>> start PROVIDED MATERIAL
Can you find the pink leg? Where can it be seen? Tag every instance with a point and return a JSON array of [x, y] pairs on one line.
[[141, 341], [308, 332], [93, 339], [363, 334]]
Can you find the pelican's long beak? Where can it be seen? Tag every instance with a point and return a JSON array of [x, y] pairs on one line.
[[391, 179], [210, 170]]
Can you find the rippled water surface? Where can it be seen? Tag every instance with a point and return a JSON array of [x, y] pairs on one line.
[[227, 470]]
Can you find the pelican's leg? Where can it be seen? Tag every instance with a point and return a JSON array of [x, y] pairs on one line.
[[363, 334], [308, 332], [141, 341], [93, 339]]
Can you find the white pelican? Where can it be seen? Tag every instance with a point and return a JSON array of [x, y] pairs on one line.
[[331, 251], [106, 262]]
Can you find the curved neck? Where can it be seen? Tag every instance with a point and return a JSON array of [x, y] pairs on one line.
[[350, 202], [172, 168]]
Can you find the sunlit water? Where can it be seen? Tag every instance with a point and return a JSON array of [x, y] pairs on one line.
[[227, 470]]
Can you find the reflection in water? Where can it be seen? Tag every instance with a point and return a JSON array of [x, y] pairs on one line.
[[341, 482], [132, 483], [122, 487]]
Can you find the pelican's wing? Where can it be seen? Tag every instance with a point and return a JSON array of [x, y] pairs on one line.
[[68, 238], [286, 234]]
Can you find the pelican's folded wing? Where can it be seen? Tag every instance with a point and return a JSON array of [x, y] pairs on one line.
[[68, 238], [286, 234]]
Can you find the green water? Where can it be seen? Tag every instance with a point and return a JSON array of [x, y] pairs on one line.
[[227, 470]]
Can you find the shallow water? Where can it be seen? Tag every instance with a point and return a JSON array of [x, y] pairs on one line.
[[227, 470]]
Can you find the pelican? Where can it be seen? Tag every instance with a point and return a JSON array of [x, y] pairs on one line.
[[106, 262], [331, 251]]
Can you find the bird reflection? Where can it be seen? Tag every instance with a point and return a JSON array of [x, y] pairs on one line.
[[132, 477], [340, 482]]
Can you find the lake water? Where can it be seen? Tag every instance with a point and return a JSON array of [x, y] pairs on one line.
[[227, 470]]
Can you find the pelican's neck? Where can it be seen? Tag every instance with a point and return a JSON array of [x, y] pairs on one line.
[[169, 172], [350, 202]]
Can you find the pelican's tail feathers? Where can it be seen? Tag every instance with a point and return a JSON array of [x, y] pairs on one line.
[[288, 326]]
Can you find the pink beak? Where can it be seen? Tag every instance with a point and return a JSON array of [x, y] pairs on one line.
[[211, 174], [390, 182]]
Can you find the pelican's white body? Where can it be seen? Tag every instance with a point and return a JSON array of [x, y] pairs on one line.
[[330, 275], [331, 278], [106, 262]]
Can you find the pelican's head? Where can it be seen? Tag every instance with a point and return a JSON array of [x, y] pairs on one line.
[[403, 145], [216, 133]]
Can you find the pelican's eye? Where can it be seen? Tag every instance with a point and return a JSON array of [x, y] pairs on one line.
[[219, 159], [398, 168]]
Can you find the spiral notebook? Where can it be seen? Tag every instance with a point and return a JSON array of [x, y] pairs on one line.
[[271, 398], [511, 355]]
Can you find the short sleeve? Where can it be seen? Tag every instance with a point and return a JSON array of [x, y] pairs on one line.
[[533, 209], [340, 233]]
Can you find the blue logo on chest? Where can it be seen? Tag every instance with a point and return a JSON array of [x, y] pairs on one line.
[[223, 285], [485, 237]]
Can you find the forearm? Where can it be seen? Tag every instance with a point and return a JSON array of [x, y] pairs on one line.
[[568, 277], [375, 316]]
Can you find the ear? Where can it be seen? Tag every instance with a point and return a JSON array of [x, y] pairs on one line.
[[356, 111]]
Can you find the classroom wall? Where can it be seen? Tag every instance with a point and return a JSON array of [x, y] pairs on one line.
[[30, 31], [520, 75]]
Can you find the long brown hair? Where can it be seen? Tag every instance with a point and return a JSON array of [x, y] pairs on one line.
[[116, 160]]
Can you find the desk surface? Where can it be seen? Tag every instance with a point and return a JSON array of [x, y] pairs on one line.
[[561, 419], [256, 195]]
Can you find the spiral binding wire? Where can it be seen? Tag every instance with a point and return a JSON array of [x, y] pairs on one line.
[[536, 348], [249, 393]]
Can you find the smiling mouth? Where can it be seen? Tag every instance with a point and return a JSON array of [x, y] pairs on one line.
>> end PROVIDED MATERIAL
What is needed here is an exact reproduction of all the entries.

> [SOLUTION TO THE EXERCISE]:
Can you find the pink leg? Where can it be seen? Tag every instance with a point and return a JSON array of [x, y] pairs on one line.
[[141, 341], [308, 332], [93, 339], [363, 334]]
Can you find the pelican's long beak? Where can it be seen? Tag every instance with a point and return a JSON array of [x, y] pairs on one line.
[[391, 179], [210, 170]]
Can you find the rippled water surface? Where can it be seen? Tag every instance with a point and return a JSON array of [x, y] pairs on one line.
[[227, 470]]
Can you find the pelican's leg? Where can it be seen? Tag every instance with a point and return a JSON array of [x, y] pairs on one line.
[[363, 334], [308, 332], [141, 341], [93, 339]]
Can you find the white pelican? Where can it be seen? Tag every instance with a point and return a JSON array of [x, y] pairs on one line.
[[331, 251], [106, 262]]
Can you find the curved neck? Where can it be seen? Tag every instance with a point and return a JSON array of [x, y] pairs on one line.
[[350, 202], [172, 168]]
Can you find the sunlit water? Where can it be seen? Tag every instance with a point and return a JSON array of [x, y] pairs on one line.
[[227, 470]]
Can you find the reflection in water? Where can it be seen? Tag every instance with a point and return a JSON array of [x, y] pairs on one line.
[[341, 482], [132, 483], [122, 487]]
Can you find the pelican's wing? Where can it be seen? Tag every instance with a point and return a JSON array of [x, y] pairs on one line.
[[68, 238], [286, 234]]
Can you find the pelican's folded wing? Where can it be seen? Tag every instance with a point and return a JSON array of [x, y] pairs on one line.
[[68, 238], [286, 234]]
Can you find the green water? Where can it be seen? Tag every instance with a point and return a JSON array of [x, y] pairs on one line.
[[227, 470]]
Can you find the shallow water? Where can it be seen? Tag every instance with a point and return a JSON array of [x, y] pairs on one line.
[[227, 470]]
Can you find the pelican? Where can it be seen? Tag every instance with a point and return a JSON array of [x, y] pairs on one line.
[[106, 262], [331, 251]]
Can you find the bird reflection? Where can it be seen? Tag every instance with a point and return a JSON array of [x, y] pairs on one line.
[[132, 477], [340, 482]]
Can you find the lake water? Where can it be seen? Tag every instance with a point and return a JSON array of [x, y] pairs on one line.
[[227, 470]]
Can you find the pelican's neck? Where can it be seen? Tag every instance with a point and return a JSON array of [x, y] pairs on one line.
[[169, 172], [350, 202]]
Can you find the pelican's tail feathers? Where can it be seen? Tag every instance with a point and return a JSON array of [x, y] pairs on one line.
[[288, 326]]
Can you find the pink beak? Where can it be seen? Tag every instance with a point and return a JSON array of [x, y] pairs on one line.
[[211, 174], [390, 182]]
Can you find the pelican's white body? Where can it be seen? Tag every instance with a point and return a JSON array of [x, y] pairs on one line.
[[330, 275], [331, 278], [106, 262]]
Can you find the pelican's head? Where can it be seen? Tag every instance with a point and return a JSON array of [x, y] pairs on one line.
[[403, 145], [216, 133]]
Can you find the pelican's eye? Where can it be seen? Tag every instance with a point and return a JSON array of [x, y] pairs on one line.
[[219, 159], [398, 168]]
Can you find the spiral notebook? Where can it be seen? Tag every instance with a point and return a JSON array of [x, y] pairs on one line.
[[271, 398], [511, 355]]
Can you find the short sleeve? Where can it be seen? Tag every instance with a point and return a JSON array of [x, y] pairs on one line.
[[533, 209], [340, 233]]
Can you find the blue logo on chest? Where can it be seen? Tag every instance with a point and return a JSON array of [x, y] pairs on one line.
[[223, 285], [485, 237]]
Can you find the forearm? Where can it be seen? Tag every instance with a point and return a JSON array of [x, y] pairs on one line.
[[568, 277], [375, 316]]
Can you find the ear? Where can it be seen? Tag every instance with a point and return a JSON array of [x, y] pairs on one line.
[[356, 111]]
Can you find the classroom wall? Where can it be seen? Tag every instance with a point and return a JSON array of [x, y] pairs on one line.
[[30, 31], [520, 75]]
Can you find the long brown hair? Where can it be seen? Tag every instance with a point and return a JSON array of [x, y] pairs on one line.
[[116, 160]]
Can you find the desk surface? Where can it be seen? Tag every instance with a point and return a JSON array of [x, y] pairs on one line.
[[561, 419], [256, 195]]
Can you find the spiral binding wire? Where can it be seen? Tag every instance with a point and return a JSON array of [x, y] pairs on one line.
[[536, 348], [249, 393]]
Can you find the smiling mouth? Where can it be seen? Tag every instance with a point and return a JSON array of [x, y] pairs on one line.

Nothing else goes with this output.